[Document text]:
--- start ---
A waste removal and disposal contractor was entitled to indirect costs of administering tipping fees paid to landfill owners and a separate haul out price, according to the Armed Services Board of Contract Appeals, because the contractor's claims were consistent with the contract, as well as the parties' intent and contemporaneous construction. The parties generally agreed tipping fees were not included in the pricing of the firm fixed-price, indefinite-delivery indefinite quantity contract for debris removal, reduction, and management awarded after Hurricane Katrina. At issue was the government's deemed denial of the contractor's claim for profit and general and administrative costs for administering tipping fees. In addition, the government contended a modification subsumed the contractor's haul out price in the tipping fee charged by one of the landfills.
 
Indirect Costs

With regard to the claim for indirect costs, there was no merit to the government's contention indirect costs were included in the contract pricing as "all costs associated" with "final disposal." A contract provision the government would reimburse tipping fees did not necessarily exclude indirect costs from reimbursement because "reimburse" is not a term of art and has no customary meaning with respect to indirect costs. Consistent with the reimbursement provision, the bidding schedule did not list tipping fees or tipping fee administration as bid items constituting final disposal costs. On the other hand, there was logic to the contractor's assertion tipping fees and associated indirect costs were not known and could not be priced when the contractor submitted its proposal. That the parties construed the contract as permitting recovery of indirect costs for tipping fees was demonstrated by the contracting officer's contemporaneous conduct and not contradicted by bilateral modifications. The modifications were executed near the time the contractor made an oral request for payment of administrative costs and did not contain any waivers or releases of claims. Moreover, the government's subsequent interpretation was unreasonable because, in depriving the contractor of means to recover its administrative costs, it was contrary to the assumption of a reasonable contracting party possessing "ordinary commercial intelligence."
--- end ---
[Records supplied]:
--- start ---
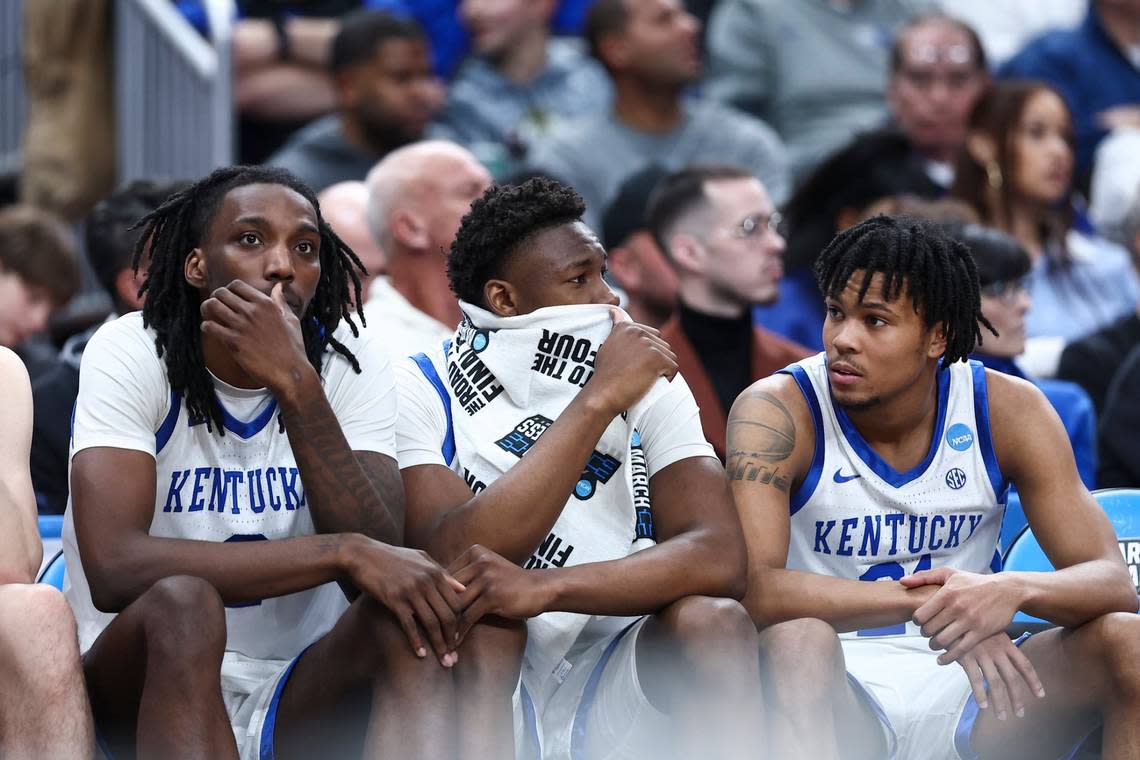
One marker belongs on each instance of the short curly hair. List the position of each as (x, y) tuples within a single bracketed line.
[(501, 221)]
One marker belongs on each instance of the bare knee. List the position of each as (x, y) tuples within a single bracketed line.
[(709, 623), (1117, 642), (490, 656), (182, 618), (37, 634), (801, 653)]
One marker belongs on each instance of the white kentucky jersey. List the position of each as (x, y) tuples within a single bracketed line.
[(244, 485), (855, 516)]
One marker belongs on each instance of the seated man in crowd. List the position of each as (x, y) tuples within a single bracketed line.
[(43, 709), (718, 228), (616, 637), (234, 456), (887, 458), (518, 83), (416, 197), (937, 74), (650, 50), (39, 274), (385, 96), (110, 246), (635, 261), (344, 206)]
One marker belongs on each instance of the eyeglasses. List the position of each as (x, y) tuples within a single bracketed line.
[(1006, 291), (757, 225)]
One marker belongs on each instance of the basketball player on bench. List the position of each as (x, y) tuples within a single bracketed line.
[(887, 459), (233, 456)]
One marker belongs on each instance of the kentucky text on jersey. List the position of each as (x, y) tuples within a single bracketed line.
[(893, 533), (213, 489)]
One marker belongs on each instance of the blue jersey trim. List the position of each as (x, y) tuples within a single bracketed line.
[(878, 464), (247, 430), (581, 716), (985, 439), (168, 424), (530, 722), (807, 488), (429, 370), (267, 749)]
--- end ---
[Short task]:
Answer these questions from the text on the tipping fee claims:
1. Which board held that the contractor was entitled to the indirect costs and the separate haul out price?
2. After what event was the debris removal contract awarded?
3. What did the bilateral modifications not contain?

[Task answer]:
1. The Armed Services Board of Contract Appeals.
2. Hurricane Katrina.
3. Any waivers or releases of claims.